• **WORK REQUIRED**: A faithful transcription of all the data is required.

-=-=-=-=-

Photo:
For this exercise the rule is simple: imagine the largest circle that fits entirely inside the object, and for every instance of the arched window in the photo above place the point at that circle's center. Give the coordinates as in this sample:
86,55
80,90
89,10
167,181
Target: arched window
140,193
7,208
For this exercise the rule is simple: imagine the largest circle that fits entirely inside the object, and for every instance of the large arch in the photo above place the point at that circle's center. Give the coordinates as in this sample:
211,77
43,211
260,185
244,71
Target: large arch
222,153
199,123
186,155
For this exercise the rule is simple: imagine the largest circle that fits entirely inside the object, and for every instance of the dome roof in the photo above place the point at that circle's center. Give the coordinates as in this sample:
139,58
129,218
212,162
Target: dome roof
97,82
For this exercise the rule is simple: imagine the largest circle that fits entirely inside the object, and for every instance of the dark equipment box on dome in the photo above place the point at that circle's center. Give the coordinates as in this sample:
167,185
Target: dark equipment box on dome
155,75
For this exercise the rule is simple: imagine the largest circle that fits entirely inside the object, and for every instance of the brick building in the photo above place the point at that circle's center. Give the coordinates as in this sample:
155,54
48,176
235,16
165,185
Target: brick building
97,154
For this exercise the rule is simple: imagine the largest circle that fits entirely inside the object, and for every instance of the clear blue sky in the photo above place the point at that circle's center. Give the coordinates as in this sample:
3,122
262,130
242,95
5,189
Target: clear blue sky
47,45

-=-=-=-=-

• **COMPLETE ANSWER**:
Photo:
For this exercise the rule is simple: imagine the largest circle that fits entirely inside the object, and for every instance of the arched window in the photo above place the point at that circle's center. Give the coordinates as in this sample:
86,55
80,90
89,10
167,181
Target: arched window
140,193
7,208
For this exercise the rule is simple: imagine the largest circle that fits entirely inside the object, and for every instance of the large arch in the photo above place the point at that circle's center. Give the coordinates as in this sample:
211,77
43,211
260,185
244,71
Target: large arch
222,153
199,123
186,155
For this exercise the rule is simple: imagine the largest circle that fits entirely inside the object, and for every instance of the dome roof in the photo above place the point at that circle's center. Give the coordinates as in this sample:
139,58
129,218
212,162
Target: dome roof
97,82
For this exercise the rule is simple: imagine the largest circle that fits entirely inside the object, and for every instance of the dark equipment box on dome in the photo above place the point at that circle's center. Give the coordinates as in this sample:
167,185
Target: dark equipment box on dome
155,75
For this exercise the rule is simple: imagine the largest circle that fits entirely inside the object, and for every instance of the brick building in the photo above place the point at that circle's center. Give the coordinates as in this sample:
155,54
48,176
235,16
165,185
Target: brick building
97,154
For this exercise the rule is simple: imagine the largest circle that fits entirely inside the object, and for every instance of the clear blue sky in the photo above place the point at that circle's center. Give the coordinates as in this sample:
3,122
262,130
242,95
5,189
Target: clear blue sky
47,45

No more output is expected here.